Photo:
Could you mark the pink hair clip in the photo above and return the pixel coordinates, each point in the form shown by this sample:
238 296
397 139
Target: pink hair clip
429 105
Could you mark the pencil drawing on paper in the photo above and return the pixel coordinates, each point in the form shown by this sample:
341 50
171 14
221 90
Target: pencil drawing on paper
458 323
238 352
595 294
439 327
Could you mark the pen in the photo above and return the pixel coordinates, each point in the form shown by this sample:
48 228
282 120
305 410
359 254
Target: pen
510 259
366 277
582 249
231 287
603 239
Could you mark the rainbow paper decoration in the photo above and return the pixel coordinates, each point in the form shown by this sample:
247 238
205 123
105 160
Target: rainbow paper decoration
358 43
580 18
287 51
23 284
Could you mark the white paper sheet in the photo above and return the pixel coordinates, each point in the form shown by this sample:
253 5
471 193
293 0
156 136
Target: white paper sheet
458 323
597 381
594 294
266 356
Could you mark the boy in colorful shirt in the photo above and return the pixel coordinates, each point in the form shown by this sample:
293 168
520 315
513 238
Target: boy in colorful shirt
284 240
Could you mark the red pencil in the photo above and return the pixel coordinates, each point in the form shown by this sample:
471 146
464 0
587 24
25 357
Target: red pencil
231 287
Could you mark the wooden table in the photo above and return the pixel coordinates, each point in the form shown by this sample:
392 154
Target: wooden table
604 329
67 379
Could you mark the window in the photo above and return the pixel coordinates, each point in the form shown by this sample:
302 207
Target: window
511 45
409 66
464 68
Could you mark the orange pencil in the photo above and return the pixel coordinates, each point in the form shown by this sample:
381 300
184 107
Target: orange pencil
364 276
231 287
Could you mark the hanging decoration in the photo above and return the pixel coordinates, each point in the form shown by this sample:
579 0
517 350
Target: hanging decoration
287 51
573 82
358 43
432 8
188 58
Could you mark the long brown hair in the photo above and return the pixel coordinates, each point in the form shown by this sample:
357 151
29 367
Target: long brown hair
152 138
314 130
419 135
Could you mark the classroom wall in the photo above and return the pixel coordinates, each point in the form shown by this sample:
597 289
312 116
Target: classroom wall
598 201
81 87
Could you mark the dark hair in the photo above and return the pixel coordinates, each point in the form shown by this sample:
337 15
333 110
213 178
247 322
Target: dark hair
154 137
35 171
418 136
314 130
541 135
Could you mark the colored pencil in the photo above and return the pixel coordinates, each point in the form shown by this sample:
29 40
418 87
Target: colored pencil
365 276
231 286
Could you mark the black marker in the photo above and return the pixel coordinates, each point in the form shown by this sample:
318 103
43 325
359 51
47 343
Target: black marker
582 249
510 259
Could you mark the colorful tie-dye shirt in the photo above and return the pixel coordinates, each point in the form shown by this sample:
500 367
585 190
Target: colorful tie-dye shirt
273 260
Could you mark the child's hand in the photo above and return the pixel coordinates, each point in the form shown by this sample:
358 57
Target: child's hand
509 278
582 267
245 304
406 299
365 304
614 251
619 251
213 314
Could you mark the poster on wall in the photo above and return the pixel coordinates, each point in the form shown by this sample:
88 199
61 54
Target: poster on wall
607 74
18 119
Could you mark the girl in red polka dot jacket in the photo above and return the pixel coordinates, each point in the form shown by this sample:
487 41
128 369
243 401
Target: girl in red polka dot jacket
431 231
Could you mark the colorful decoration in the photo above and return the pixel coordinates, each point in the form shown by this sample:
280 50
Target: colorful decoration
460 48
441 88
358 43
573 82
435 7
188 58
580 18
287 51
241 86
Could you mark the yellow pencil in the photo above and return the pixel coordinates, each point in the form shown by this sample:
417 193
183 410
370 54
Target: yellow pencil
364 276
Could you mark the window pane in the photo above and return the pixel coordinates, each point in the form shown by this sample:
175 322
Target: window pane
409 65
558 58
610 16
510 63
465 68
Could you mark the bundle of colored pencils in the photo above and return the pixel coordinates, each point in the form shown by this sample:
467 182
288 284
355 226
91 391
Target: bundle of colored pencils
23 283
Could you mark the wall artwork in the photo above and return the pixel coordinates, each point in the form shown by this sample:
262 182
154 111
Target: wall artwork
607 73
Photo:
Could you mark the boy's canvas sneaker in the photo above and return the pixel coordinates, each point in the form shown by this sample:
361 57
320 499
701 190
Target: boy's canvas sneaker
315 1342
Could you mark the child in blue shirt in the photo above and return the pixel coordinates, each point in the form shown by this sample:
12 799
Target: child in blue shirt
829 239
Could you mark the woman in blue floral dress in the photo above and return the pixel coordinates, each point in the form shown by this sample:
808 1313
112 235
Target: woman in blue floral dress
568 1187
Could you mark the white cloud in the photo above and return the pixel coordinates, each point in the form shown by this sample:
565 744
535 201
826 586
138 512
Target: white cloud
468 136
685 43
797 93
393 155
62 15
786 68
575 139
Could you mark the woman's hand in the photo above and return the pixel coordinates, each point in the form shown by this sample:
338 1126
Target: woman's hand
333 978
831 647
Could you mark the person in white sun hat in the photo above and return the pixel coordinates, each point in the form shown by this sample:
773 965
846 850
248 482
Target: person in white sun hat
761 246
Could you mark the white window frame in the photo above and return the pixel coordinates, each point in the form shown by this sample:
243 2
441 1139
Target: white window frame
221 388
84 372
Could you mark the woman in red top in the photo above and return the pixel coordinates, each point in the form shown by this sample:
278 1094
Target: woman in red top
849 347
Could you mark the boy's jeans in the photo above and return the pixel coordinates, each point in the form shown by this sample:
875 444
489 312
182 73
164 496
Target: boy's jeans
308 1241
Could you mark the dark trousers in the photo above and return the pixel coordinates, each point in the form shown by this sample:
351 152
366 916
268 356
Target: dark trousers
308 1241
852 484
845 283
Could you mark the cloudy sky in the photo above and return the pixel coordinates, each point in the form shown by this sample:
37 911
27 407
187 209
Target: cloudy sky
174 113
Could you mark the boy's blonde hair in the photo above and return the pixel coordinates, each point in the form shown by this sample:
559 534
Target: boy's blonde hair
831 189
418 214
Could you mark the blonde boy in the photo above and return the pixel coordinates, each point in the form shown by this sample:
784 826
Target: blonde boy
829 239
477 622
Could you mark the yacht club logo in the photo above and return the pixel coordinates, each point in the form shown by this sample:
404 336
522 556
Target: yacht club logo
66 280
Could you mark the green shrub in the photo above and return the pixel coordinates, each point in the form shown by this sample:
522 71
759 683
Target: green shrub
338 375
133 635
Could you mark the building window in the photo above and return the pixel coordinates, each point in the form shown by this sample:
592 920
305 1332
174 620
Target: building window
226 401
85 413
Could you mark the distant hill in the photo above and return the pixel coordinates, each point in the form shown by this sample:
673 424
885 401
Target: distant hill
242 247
•••
▶ [What this task involves]
Write out the listing once more, matching it exactly.

▶ [Response to this exercise]
Photo:
Could you mark the pink hair clip in the photo above and return the pixel coordinates, each point in the form shown by this sample:
238 296
397 139
Target: pink hair clip
429 105
Could you mark the pencil drawing on paper in the photo above and return the pixel coordinates, each point in the form shown by this sample:
341 50
171 14
221 90
Target: pencil drawing on paper
458 323
238 352
595 294
439 327
Could you mark the pen in the photo above and return the pixel coordinates, each point in the form shown by this sample:
48 228
282 120
305 410
359 254
Target: pen
510 259
366 277
582 249
231 287
603 239
Could you mark the rainbow paper decoration in the photo above and return the pixel coordinates, each point in the form shown by this sample:
247 238
205 123
105 160
Target: rainbow paper decoration
358 43
580 18
287 51
23 284
Could you mark the white paper sheet in the photo above and return the pixel coordinates, each point in the form shown by this sample:
253 5
471 193
293 0
156 136
Target: white paper sheet
458 323
597 381
594 294
266 356
Could you mark the boy in colorful shirt in the photo above and return the pixel coordinates, each point in the form shown by this sample:
293 168
520 315
513 238
Target: boy in colorful shirt
284 240
Could you mark the red pencil in the photo above and return the pixel coordinates, each point in the form shown by this sample:
471 146
464 0
587 24
25 357
Target: red pencil
231 287
Could you mark the wooden table in the photo above and return the pixel coordinates, each point in the form shown by this sample:
392 154
Target: wooden table
604 329
67 379
Could you mark the window in the photo above and return the pixel coordinates, each point in the form shown by this sample:
302 207
Target: window
511 45
409 66
464 68
Could you mark the orange pencil in the photo above and return the pixel coordinates, each point in the form shown by this sample:
381 300
184 107
Target: orange pencil
364 276
231 287
Could you mark the hanging decoration in the photo above and return the pixel coordinates, each point in the form shown by this sample:
579 0
517 350
Target: hanging decoration
287 51
573 82
358 43
432 8
188 58
Could you mark the long brown hair in the photo above and return the pixel coordinates, each point in the form shown by this sample:
357 151
29 367
Target: long brown hair
152 138
314 130
419 135
Could you mark the classroom wall in the photo above and return the pixel coordinates, each point in the form shown by this sample:
597 289
312 116
Target: classroom wall
598 201
81 87
Could you mark the dark hair in the photo above and return the pixel coordinates, each point in the form shown by this sample:
337 15
333 110
213 178
247 322
Target: dark hair
154 137
35 171
418 136
314 130
541 135
Could you mark the colored pencil in the photo above and return the pixel coordinates, each point in the form shown by this sample:
29 40
418 87
Target: colored pencil
365 276
231 286
Could you mark the black marker in the photo above and return the pixel coordinates, each point in the form shown by this sample:
318 103
43 325
359 51
47 343
Target: black marker
582 249
510 259
Could you mark the colorful tie-dye shirt in the photo above and return the pixel coordinates, each point in the form shown by this sample:
500 367
585 190
Target: colorful tie-dye shirt
273 260
Could you mark the child's hand in the photo above and return the pixel coordinates, each point in the form shown by this sample:
358 57
Target: child's hand
509 278
582 267
245 304
406 299
365 304
614 251
619 251
213 314
Could you mark the poster on wall in the photo above and return the pixel coordinates, each point in the form shown by this sample:
88 199
61 54
Target: poster on wall
607 74
18 119
Could you mark the girl in red polka dot jacket in the photo above and return the pixel coordinates, each point in the form shown by this sample:
487 41
128 369
243 401
Target: girl in red polka dot jacket
431 231
Could you mark the colorful decoration in the photo above and return the pixel coordinates, each point in the form shown by this sample:
280 50
Target: colorful decoration
460 48
441 88
358 43
573 82
435 7
188 58
580 18
287 51
241 86
Could you mark the yellow pencil in the photo above and return the pixel coordinates, each point in the form shown by this sample:
417 193
183 410
370 54
Target: yellow pencil
364 276
Could you mark the window pane in the photo above and return the pixel coordinates, each point in the form shown by this sample:
175 322
Target: window pane
409 65
558 58
610 16
510 63
465 68
Could you mark the bundle of colored pencils in the photo above and return the pixel coordinates, each point in the form shown by this sample:
467 182
288 284
355 226
91 391
Target: bundle of colored pencils
23 283
Could you mark the wall artwork in the photo above and return the pixel coordinates, each point in the form shown by this sample:
262 182
154 111
Target: wall artwork
607 73
Photo:
Could you mark the boy's canvas sneaker in the photo above and return the pixel coordinates, each point in the form shown by this sample:
361 57
320 499
701 190
Target: boy's canvas sneaker
315 1342
Could you mark the child in blue shirt in the photo above and return the pixel coordinates, each point in the form shown by this sample:
12 799
Target: child in blue shirt
829 239
Could you mark the woman in blue floral dress in the photo above and return the pixel coordinates, each point in the form shown by this sample:
808 1313
112 235
Target: woman in blue floral dress
568 1187
Could you mark the white cloud in the photo above and return the pixel coordinates, each point in the form shown by this sample:
565 744
535 201
826 586
138 512
Target: white cloud
468 136
685 43
797 93
393 155
62 15
786 68
575 139
Could you mark the woman's hand in the photo above and return the pixel coordinates, each point in the form shown by this sample:
338 1126
Target: woman's hand
333 978
831 647
Could you mark the person in white sun hat in the photo above and return the pixel coordinates, each point in the form shown by this sample:
773 965
846 850
248 482
Target: person in white sun hat
761 246
Could you mark the white window frame in the photo above and return the pixel coordinates, each point in the form shown by this sample:
243 2
441 1139
Target: white window frame
221 388
84 372
Could you mark the woman in red top in the photo above and return the pixel coordinates, each point in the form shown by this sample:
278 1094
Target: woman in red top
849 347
Could you mark the boy's jeans in the photo above and return the pixel coordinates, each point in the form shown by this sample:
875 444
489 312
182 73
164 496
Target: boy's jeans
308 1241
Could you mark the dark trousers in the photo above and return the pixel coordinates, each point in the form shown by this sample:
351 152
366 916
268 356
Target: dark trousers
308 1241
852 484
845 283
Could you mark the cloudy sky in the photo above and return the pixel coordinates, each point in the form shown by this sample:
37 911
27 407
187 209
Target: cloudy sky
174 113
Could you mark the boy's blonde hair in the photo above and return the pixel coordinates, each point in the form shown by this sample:
559 534
Target: boy's blonde hair
831 189
418 214
Could you mark the blonde boy in the photo above and return the pixel coordinates, each point in the form shown by this sample:
784 826
Target: blonde boy
829 239
477 622
Could you mark the yacht club logo in the photo above and return the pixel coordinates, each point in the form shown by this sample:
404 336
522 556
Target: yacht club logo
66 280
Could you mark the green shrub in the photo above and return the pixel coordinates, each point in the form shown by this sample:
522 71
759 683
Target: green shrub
338 375
133 635
Could you mark the building window in the photo above and return the pixel coordinates, each point in the form shown by this sample:
592 920
305 1332
174 620
Target: building window
226 401
85 413
Could you mark the distant hill in the photo above and return the pixel coordinates, each point in the form shown by this sample:
673 424
885 401
Target: distant hill
242 247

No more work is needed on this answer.